» ENUNCIADO DA TAREFA
Reúna, copiando-as integralmente, todas as linhas dos dados que contêm a palavra "wellington". Considere a distinção entre maiúsculas e minúsculas.

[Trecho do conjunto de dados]
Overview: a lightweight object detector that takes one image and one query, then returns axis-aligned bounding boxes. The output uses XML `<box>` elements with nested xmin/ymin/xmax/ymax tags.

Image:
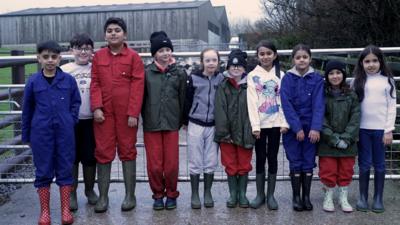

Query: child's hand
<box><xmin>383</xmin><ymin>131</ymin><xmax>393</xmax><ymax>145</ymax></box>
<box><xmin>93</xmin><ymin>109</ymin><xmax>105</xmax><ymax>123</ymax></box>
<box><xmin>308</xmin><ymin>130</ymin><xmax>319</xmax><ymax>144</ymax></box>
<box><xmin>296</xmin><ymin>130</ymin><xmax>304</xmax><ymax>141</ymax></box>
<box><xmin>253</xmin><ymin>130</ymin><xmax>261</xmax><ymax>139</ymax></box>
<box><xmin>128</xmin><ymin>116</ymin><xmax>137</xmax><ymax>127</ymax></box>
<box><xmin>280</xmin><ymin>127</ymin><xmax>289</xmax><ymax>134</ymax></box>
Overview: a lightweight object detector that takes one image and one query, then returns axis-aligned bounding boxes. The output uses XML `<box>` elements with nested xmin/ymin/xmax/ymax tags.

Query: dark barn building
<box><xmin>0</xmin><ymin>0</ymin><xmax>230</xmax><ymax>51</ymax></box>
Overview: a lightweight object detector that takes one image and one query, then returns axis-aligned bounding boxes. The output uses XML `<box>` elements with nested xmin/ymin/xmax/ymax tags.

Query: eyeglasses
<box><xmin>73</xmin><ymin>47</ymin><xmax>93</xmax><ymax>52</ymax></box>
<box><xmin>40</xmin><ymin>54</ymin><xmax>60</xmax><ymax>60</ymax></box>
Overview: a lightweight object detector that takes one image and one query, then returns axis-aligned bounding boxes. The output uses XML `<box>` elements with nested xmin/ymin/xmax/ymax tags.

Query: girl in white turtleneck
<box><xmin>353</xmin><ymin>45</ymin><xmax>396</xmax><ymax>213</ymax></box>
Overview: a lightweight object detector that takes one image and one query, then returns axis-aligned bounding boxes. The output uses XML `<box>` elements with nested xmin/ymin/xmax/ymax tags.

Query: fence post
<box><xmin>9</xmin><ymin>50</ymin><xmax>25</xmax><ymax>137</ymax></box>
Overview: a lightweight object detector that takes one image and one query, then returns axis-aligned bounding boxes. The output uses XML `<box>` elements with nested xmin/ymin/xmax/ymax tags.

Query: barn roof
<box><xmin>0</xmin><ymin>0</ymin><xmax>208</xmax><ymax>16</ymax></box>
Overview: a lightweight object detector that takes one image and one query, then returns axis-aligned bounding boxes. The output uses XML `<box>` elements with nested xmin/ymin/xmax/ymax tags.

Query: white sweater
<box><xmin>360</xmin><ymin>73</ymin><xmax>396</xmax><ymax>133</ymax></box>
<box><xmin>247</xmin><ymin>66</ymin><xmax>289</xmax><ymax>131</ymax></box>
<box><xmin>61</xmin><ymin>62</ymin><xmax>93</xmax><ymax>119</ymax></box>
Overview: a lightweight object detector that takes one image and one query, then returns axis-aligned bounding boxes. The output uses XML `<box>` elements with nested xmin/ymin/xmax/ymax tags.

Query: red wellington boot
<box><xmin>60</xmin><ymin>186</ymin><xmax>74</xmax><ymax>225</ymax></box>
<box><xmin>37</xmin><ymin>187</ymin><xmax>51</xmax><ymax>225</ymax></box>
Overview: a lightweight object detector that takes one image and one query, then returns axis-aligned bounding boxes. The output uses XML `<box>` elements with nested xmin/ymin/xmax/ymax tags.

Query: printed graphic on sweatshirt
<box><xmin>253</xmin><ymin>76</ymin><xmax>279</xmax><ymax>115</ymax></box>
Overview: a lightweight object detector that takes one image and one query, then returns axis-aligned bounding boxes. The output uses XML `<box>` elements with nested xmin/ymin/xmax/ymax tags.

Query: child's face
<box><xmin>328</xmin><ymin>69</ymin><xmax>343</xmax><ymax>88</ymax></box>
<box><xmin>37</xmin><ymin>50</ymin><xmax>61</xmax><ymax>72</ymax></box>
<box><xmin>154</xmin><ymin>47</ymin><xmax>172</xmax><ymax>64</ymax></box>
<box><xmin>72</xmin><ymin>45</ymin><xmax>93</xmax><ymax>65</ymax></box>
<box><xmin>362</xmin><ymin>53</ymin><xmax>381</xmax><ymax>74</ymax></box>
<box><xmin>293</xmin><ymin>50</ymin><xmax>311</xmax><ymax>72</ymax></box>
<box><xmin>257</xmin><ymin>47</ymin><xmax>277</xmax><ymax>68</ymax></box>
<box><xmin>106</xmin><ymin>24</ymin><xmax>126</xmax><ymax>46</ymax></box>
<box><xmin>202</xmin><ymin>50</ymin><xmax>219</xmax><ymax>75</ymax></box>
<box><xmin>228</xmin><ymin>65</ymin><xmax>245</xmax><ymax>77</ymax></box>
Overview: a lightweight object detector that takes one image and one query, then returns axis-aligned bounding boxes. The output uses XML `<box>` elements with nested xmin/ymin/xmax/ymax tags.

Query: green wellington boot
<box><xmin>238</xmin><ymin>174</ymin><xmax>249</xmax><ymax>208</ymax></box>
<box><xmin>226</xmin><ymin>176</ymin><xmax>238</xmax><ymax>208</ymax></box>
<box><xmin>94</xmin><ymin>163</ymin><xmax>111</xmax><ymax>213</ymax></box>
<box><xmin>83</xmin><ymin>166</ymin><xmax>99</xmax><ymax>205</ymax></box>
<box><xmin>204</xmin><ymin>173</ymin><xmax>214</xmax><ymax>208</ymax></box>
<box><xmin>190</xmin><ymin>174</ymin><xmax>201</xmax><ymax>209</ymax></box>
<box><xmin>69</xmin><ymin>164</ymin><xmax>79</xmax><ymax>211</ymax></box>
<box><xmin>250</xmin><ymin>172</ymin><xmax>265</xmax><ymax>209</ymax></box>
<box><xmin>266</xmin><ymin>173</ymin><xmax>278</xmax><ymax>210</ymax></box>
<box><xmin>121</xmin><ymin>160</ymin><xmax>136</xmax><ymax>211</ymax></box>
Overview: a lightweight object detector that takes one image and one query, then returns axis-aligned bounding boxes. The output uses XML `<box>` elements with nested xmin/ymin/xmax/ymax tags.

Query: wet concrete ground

» RESULTADO DA TAREFA
Query: red wellington boot
Query: green wellington boot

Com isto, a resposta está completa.